■ Assigned task ■
Beginning with the line that contains "Target: man's gray hair" and concluding with the final line of the listing below, output each line exactly, and only those lines.

■ Information shown ■

+ + + + +

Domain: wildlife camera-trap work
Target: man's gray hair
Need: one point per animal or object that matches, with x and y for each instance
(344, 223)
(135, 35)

+ + + + +

■ Exercise result ■
Target: man's gray hair
Need: one point per animal or object that matches, with x and y for each instance
(344, 223)
(135, 35)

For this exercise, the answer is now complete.